Please retype the lines from the one containing "# locate horizon" through the end of the records, both included, without any pictures.

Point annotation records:
■ ■ ■

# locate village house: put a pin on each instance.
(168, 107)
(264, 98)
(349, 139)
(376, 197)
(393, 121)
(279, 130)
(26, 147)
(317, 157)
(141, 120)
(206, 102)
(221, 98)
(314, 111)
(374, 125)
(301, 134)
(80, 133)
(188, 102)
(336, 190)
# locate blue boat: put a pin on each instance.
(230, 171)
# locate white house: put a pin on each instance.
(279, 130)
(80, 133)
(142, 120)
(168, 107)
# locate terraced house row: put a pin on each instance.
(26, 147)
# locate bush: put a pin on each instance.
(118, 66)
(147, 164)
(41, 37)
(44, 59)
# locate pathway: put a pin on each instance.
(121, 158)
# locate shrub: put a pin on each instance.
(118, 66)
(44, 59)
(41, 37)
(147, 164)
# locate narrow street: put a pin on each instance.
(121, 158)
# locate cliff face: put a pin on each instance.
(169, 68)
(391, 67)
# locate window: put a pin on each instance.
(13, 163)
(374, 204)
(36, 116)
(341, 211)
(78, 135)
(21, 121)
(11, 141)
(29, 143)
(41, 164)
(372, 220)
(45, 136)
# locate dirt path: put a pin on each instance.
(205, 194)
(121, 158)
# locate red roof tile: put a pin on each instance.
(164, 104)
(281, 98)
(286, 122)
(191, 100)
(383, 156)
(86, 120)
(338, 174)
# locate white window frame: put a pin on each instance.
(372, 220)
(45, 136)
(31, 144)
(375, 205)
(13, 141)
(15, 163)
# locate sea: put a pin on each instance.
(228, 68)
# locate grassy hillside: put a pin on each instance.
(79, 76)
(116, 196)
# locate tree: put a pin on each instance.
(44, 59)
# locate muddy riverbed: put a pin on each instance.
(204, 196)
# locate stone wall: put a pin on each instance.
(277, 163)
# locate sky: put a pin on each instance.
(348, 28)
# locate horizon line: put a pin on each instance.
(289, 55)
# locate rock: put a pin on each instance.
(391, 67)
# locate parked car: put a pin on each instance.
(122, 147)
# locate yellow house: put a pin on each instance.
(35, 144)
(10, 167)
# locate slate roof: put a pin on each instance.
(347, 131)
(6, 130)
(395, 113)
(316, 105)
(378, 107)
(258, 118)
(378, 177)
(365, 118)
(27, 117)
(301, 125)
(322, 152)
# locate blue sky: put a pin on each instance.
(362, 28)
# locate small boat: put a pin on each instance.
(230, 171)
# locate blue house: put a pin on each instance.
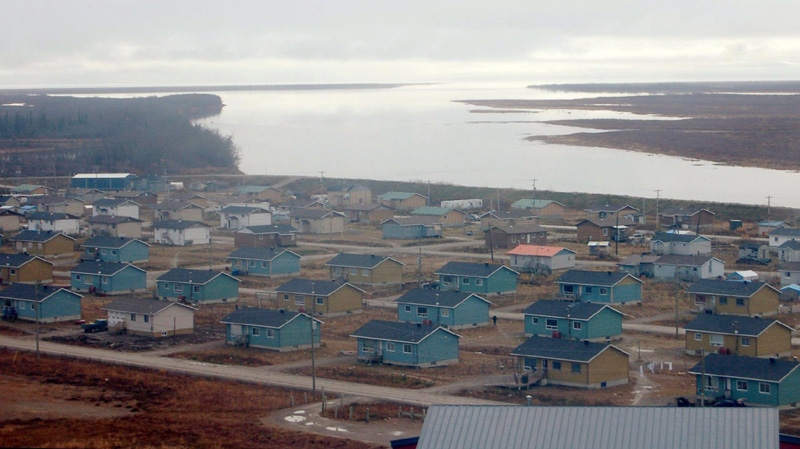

■ ■ ■

### Expected answer
# locate horizon line: put a pin on each instance.
(289, 55)
# locate rock: put a pin on each instance.
(391, 67)
# locate parked car: put a pin on each instance.
(122, 147)
# locate yellow house: put a pin on each instance.
(35, 144)
(10, 167)
# locate slate roof: put a pin on each instance.
(347, 131)
(6, 130)
(395, 113)
(316, 105)
(378, 107)
(258, 118)
(378, 177)
(365, 118)
(27, 117)
(301, 125)
(322, 152)
# locate blue sky: put a pin on each instance.
(362, 28)
# locate small boat: put a pin on each instance.
(230, 171)
# locate blue house: put a pin on each instance.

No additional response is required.